Data section start
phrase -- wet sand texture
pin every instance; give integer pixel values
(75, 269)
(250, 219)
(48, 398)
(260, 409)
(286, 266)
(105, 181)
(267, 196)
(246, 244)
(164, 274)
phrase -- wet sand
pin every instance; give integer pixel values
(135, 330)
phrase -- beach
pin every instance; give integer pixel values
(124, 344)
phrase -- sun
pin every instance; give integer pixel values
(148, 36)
Data section end
### Aim
Please reproduce all of the material above word for word, without changing anything.

### Task answer
phrase -- wet sand texture
pin every instance; give integer pixel values
(75, 269)
(250, 219)
(48, 398)
(260, 409)
(286, 266)
(105, 181)
(267, 196)
(246, 244)
(164, 274)
phrase -- wet sand
pin every instance; give integer pixel values
(135, 330)
phrase -- beach
pin every instance; give integer pixel values
(124, 344)
phrase -- sun
pin every instance; give integer pixel values
(148, 36)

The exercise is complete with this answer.